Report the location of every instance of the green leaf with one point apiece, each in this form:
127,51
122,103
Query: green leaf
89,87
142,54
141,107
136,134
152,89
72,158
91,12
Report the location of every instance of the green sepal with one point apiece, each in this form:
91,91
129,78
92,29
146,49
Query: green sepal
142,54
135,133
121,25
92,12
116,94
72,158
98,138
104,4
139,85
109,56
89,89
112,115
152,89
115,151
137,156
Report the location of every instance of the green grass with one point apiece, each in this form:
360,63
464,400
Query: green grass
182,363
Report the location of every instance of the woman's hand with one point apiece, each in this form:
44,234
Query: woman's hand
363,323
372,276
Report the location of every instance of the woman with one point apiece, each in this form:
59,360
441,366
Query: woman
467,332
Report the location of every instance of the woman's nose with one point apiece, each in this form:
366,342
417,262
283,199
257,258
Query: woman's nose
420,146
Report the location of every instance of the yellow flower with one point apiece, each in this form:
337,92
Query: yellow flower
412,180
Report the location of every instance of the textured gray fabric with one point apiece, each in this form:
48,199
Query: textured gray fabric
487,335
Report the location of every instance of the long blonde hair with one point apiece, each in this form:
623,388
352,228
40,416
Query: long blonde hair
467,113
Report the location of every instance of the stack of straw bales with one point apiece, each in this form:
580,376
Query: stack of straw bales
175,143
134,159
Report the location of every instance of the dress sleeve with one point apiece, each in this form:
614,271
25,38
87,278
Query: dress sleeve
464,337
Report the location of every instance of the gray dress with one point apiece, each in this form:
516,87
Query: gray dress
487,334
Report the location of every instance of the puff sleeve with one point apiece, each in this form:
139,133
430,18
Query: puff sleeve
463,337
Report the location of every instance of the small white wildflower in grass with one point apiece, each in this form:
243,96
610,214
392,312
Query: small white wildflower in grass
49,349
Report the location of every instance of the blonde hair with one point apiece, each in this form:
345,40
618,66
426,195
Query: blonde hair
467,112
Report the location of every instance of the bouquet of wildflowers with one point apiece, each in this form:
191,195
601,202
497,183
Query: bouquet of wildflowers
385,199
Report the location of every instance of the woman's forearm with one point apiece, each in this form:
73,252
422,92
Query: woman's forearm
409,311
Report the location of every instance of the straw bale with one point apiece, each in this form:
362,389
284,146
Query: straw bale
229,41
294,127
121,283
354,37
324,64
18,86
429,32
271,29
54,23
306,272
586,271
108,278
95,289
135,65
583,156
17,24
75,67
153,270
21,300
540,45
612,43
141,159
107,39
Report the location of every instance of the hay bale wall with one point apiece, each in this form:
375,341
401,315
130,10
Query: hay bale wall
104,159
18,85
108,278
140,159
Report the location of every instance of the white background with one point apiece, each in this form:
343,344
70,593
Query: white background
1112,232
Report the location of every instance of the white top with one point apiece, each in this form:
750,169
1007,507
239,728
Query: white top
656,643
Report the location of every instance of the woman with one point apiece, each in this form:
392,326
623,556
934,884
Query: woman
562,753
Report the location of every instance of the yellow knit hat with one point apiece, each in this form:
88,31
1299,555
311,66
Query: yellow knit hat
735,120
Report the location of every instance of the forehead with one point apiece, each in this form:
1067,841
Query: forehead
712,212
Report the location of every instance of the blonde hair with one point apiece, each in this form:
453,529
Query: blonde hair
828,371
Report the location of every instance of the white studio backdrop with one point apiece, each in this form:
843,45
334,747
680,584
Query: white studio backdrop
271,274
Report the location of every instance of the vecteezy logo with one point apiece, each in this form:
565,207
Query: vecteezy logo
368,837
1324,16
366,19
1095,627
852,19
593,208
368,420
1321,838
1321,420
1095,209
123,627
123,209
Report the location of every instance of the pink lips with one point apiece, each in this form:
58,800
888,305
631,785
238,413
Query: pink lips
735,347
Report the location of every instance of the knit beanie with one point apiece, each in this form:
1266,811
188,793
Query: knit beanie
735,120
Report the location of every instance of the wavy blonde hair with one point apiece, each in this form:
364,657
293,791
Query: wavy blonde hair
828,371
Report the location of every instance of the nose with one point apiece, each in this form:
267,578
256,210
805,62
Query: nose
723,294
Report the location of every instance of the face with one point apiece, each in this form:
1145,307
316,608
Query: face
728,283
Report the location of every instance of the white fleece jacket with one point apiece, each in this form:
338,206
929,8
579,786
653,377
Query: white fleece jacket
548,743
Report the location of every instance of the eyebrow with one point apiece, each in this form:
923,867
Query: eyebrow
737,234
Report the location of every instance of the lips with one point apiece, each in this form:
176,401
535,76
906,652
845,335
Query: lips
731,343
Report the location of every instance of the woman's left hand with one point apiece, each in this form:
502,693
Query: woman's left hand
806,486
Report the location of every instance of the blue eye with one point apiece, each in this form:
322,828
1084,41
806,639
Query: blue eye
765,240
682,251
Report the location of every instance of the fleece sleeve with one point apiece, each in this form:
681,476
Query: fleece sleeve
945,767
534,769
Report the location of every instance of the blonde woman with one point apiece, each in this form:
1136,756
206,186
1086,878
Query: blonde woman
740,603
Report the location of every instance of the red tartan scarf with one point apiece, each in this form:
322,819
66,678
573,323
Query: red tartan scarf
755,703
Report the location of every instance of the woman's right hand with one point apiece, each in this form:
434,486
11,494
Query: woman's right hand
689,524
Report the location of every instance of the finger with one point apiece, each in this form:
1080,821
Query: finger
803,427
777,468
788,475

----

WHAT TO WORK ON
Restate all of the entries above precisely.

SOLUTION
Report the location of every instance of the green leaf with one point apiece, each in this form:
127,51
122,103
Query: green leaf
89,87
142,54
141,107
136,134
152,89
72,158
91,12
Report the location of every instance of the green sepal with one point apiece, each in this form:
91,91
129,78
92,29
146,49
Query: green sepal
142,54
135,133
121,25
92,12
116,94
72,158
98,138
104,4
139,85
109,56
89,89
112,115
152,89
115,151
137,156
Report the location of every instance of the green grass with one point apiece, each in this form:
360,63
464,400
Query: green grass
182,363
Report the location of every instance of the woman's hand with one point apiece, each in this form:
44,234
Query: woman's hand
363,323
372,276
Report the location of every instance of the woman with one point apiece, each in this form:
59,360
441,366
Query: woman
467,332
Report the location of every instance of the woman's nose with one point apiece, each in this form:
366,342
417,262
283,199
257,258
Query: woman's nose
420,146
Report the location of every instance of the yellow flower with one point apiece, each in this form:
337,92
Query: yellow flower
412,180
Report the location of every instance of the textured gray fabric with one point apiece, each in this form:
48,199
Query: textured gray fabric
487,335
Report the location of every instance of the long blonde hair with one point apiece, each in this form:
623,388
352,228
40,416
Query: long blonde hair
467,113
Report the location of every instance of the stack of straw bales with one point apiece, each in this form:
580,376
Query: stack of straw bales
175,143
134,159
Report the location of every instance of the dress sleeve with one point apiece, each in this form:
614,271
25,38
87,278
Query: dress sleeve
464,337
Report the location of every instance of the gray dress with one point apiece, each in this form:
516,87
Query: gray dress
487,334
Report the location of every instance of the puff sleeve with one point apiece, each in this form:
139,133
430,18
Query: puff sleeve
463,337
Report the location of every instance of the small white wildflower in grass with one point apiece, each in this form:
243,96
610,214
392,312
Query: small white wildflower in grass
49,349
Report the location of every instance of the blonde hair with one point apiece, each in this form:
345,40
618,66
426,195
Query: blonde hair
467,112
Report the location of every instance of the bouquet of wildflowers with one point apiece, each in this form:
191,195
601,202
497,183
Query: bouquet of wildflowers
385,199
Report the location of every instance of the woman's forearm with one point apiece, each in this form:
73,252
422,92
Query: woman's forearm
409,311
Report the location of every instance of the straw bale with one point apiece, each in this form:
362,389
284,146
Query: straw bale
229,41
294,127
121,283
354,37
324,64
18,86
429,32
271,29
54,23
306,272
586,271
108,278
95,289
135,65
583,156
17,24
75,67
153,270
21,300
540,45
612,43
141,159
107,39
Report the location of every instance of the hay bale wall with one point apiece, each in this form:
375,341
401,315
130,10
Query: hay bale wall
104,159
18,85
108,278
140,159
Report the location of every instance of the white background with one point apiece, each in this form:
343,344
70,593
Query: white background
1112,232
Report the location of every instance of the white top with one point apiece, each in this form:
750,169
1007,507
239,728
Query: white top
656,643
Report the location of every instance of the woman with one point apiece, each in this form:
392,326
623,556
934,884
Query: woman
562,753
Report the location of every instance of the yellow knit hat with one point apiece, each in this form:
88,31
1299,555
311,66
Query: yellow knit hat
735,120
Report the location of every instance of the forehead with one point apiece, each in this form:
1067,841
Query: forehead
712,212
Report the location of every instance of the blonde hair with one point apiece, each in this form:
453,529
Query: blonde hair
828,371
Report the location of every instance of the white studio backdrop with one point apiece, each in this form:
843,45
334,747
680,584
Query: white studio backdrop
271,274
Report the location of every instance of the vecteezy logo with one point apiece, each in this form:
565,207
Query: vecteezy logo
368,837
1324,16
366,19
1095,627
852,19
593,208
368,420
1321,838
1321,420
1095,209
123,627
123,209
Report the location of every instance of the pink lips with one point apiece, each in this form:
58,800
888,305
631,785
238,413
Query: pink lips
735,347
Report the location of every instance of the knit beanie with one point apiece, each in this form:
1266,811
188,793
Query: knit beanie
735,120
Report the location of every instance of the wavy blonde hair with one point apiece, each in this form:
364,657
293,791
Query: wavy blonde hair
828,371
Report the location of every instance of the nose with one point apiece, each in this form:
267,578
256,210
805,62
Query: nose
723,294
Report the location of every instance of the face with one point apiece, each in this form:
1145,307
316,608
Query: face
728,283
Report the location of every instance of the white fleece jacket with one point apiece, each in this form:
338,206
929,8
579,786
653,377
Query: white fleece jacket
548,743
Report the location of every instance of the eyebrow with one point apiece, each in this form:
923,867
Query: eyebrow
737,234
Report the location of every instance of the lips with one point apiece, each in this form:
176,401
535,76
906,652
845,335
Query: lips
731,343
Report the location of every instance of the woman's left hand with one point apiece, each in this form:
502,693
Query: woman's left hand
806,486
Report the location of every instance of the blue eye with one point apiece, each in this form:
322,828
1084,41
806,639
Query: blue eye
765,240
682,251
Report the location of every instance of the fleece sleeve with one point apiece, each in this form:
681,476
Query: fleece sleeve
945,767
534,769
Report the location of every instance of the blonde woman with one point apiece, each in this form:
1136,756
206,186
1086,878
Query: blonde woman
740,603
Report the location of every instance of the red tartan scarf with one point apiece, each in this form:
322,819
66,678
573,323
Query: red tartan scarf
755,703
Report the location of every instance of the woman's right hand with one point apiece, each in this form:
434,486
11,494
Query: woman's right hand
689,524
Report the location of every instance of the finger with one point apiece, each in this form:
1080,821
Query: finger
803,427
777,468
788,475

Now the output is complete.